### DATA SECTION

= = = = =

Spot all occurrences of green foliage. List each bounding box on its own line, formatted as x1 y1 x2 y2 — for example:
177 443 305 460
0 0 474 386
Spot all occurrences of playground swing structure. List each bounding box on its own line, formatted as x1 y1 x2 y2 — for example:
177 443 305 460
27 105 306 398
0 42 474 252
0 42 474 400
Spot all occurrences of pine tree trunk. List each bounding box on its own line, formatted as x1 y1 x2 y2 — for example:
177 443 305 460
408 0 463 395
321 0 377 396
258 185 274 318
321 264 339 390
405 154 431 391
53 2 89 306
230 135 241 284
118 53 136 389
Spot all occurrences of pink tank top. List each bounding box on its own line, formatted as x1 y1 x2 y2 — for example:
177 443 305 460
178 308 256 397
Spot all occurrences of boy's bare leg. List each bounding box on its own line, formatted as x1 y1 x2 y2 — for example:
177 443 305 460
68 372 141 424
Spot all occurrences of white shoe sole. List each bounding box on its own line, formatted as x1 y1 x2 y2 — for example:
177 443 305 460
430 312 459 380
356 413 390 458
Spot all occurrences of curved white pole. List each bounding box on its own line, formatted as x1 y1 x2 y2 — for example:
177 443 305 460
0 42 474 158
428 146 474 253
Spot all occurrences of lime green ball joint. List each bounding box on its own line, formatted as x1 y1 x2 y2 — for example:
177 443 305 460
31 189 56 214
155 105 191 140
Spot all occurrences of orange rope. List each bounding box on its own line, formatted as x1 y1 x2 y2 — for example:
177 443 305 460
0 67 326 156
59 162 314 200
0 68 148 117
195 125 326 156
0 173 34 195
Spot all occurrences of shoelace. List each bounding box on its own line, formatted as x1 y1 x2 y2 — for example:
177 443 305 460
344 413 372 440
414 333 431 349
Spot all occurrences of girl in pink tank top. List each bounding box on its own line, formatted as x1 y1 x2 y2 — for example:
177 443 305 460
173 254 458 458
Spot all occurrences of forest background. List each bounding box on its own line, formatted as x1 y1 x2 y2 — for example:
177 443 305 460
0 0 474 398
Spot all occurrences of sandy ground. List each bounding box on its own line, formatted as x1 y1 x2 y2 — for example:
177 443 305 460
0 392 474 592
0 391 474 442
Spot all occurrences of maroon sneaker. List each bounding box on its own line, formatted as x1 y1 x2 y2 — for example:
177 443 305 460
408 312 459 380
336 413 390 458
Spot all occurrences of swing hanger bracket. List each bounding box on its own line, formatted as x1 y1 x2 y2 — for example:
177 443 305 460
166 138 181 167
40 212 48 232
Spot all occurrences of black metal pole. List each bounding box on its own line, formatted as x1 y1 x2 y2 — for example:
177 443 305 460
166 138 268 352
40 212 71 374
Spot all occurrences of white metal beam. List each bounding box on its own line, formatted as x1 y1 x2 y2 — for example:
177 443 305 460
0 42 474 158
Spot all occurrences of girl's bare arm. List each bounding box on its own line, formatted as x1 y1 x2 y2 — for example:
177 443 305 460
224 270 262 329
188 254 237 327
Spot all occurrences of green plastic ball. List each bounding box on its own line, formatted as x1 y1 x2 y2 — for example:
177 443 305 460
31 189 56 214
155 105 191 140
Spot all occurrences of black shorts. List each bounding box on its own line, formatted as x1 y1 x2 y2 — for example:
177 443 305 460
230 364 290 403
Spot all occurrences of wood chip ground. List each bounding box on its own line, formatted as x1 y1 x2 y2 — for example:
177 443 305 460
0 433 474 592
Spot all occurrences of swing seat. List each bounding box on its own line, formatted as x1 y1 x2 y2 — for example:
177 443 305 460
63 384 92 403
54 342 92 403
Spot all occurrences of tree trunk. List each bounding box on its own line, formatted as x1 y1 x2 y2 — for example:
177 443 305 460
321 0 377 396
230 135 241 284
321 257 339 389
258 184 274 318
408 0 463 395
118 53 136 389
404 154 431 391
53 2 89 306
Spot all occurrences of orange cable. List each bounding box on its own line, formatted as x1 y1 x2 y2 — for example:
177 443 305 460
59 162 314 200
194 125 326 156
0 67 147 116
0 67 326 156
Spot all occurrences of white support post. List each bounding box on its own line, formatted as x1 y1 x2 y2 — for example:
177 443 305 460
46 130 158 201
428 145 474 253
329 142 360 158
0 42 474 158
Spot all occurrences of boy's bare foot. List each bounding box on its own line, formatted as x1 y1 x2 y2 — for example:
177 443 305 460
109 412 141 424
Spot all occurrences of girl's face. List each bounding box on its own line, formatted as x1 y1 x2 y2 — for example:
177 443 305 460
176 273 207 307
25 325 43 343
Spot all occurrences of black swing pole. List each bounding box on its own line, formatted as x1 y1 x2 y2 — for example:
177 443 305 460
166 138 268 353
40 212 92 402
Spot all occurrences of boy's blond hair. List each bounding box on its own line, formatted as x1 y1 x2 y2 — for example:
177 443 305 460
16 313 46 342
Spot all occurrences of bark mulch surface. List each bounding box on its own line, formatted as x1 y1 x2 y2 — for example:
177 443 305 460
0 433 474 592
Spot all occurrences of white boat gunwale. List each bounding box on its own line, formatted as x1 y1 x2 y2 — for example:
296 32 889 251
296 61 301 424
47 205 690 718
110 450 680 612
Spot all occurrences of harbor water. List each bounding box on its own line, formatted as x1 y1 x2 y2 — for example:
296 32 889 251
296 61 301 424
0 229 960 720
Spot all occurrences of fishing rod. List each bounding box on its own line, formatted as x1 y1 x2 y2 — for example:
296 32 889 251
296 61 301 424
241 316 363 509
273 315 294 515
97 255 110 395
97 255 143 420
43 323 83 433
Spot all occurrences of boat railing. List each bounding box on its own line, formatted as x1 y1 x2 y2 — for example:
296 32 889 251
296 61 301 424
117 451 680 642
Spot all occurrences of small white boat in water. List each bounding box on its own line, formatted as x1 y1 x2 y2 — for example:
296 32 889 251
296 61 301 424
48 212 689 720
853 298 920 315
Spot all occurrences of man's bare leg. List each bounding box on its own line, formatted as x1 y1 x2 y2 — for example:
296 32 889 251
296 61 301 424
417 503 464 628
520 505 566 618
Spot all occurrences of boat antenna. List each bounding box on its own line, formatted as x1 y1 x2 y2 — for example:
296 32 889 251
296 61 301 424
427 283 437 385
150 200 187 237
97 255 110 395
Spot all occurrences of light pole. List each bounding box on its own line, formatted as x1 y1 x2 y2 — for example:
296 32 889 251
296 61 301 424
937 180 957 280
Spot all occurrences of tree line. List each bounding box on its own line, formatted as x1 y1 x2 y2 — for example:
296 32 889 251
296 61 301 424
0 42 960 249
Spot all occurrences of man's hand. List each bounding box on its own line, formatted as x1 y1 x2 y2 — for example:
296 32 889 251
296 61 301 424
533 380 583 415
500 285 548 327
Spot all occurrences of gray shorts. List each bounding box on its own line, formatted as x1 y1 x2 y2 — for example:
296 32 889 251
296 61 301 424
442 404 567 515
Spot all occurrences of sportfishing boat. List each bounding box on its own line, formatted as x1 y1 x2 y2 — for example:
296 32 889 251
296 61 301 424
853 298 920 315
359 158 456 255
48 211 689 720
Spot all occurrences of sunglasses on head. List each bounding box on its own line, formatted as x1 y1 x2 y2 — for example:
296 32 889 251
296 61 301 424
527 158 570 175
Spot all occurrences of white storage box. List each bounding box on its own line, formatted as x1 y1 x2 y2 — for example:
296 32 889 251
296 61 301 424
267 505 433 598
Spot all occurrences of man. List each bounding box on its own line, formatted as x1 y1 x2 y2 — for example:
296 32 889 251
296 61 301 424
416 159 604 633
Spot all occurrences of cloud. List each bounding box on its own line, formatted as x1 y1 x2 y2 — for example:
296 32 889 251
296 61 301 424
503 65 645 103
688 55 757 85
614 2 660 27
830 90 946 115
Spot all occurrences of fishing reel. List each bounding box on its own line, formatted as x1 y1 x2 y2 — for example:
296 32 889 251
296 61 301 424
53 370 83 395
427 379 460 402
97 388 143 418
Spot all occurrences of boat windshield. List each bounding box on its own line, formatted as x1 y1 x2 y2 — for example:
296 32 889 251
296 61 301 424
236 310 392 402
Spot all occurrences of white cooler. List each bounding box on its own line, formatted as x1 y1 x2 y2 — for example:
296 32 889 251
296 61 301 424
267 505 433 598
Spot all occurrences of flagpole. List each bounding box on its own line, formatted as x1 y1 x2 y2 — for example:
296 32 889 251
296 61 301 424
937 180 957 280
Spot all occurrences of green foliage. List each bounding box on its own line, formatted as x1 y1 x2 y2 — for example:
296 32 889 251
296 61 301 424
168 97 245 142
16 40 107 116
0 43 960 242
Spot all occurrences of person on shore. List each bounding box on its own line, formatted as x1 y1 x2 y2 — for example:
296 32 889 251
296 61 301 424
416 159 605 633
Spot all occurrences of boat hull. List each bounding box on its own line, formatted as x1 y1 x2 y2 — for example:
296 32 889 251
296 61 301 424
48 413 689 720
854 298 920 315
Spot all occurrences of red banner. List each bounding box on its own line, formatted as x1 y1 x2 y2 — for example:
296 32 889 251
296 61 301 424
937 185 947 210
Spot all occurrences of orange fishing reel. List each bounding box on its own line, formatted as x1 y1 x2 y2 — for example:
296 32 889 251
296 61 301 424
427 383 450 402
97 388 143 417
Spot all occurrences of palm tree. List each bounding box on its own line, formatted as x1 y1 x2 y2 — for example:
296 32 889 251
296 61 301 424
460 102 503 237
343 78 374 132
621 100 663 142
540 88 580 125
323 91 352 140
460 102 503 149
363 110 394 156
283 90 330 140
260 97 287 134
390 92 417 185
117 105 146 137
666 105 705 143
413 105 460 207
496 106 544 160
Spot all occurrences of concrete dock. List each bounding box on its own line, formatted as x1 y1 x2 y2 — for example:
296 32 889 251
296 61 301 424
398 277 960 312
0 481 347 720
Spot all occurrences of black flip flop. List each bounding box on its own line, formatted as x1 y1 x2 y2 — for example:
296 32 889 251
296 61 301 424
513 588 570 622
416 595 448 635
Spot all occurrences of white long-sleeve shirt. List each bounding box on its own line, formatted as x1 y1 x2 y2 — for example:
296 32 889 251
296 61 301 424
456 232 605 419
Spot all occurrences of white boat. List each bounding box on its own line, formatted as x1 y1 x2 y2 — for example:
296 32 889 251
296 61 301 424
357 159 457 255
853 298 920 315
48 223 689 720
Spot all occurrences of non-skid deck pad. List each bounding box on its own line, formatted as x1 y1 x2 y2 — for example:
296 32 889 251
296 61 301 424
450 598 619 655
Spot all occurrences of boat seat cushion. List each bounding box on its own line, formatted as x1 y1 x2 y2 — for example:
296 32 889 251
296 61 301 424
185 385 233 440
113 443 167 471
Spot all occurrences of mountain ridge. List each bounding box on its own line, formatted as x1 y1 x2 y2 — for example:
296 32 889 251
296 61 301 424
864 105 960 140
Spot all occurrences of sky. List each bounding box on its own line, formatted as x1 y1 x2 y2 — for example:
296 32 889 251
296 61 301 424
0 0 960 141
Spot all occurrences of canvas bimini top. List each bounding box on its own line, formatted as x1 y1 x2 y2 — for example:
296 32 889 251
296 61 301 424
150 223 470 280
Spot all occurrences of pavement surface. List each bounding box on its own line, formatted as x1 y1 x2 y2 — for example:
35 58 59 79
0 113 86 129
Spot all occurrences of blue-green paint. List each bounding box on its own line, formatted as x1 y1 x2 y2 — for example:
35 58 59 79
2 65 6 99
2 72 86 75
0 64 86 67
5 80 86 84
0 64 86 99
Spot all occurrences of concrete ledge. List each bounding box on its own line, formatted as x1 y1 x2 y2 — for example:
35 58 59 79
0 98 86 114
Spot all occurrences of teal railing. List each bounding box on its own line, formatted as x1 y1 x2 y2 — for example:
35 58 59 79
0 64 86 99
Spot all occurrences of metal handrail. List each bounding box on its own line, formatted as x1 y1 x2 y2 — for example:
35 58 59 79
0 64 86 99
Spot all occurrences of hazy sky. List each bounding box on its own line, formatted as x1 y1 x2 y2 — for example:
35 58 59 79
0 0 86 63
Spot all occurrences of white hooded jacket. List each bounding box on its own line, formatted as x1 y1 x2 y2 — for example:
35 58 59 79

= = = = =

### PROBLEM TO WORK ON
Reproduce verbatim the lines of the listing above, starting at its first line and ending at the line that contains "0 0 474 386", with both of those lines included.

### THE SOLUTION
Spot all occurrences of green foliage. List each bounding box on its own line, formatted as x1 y1 x2 y2 — for example:
177 443 305 460
0 0 474 386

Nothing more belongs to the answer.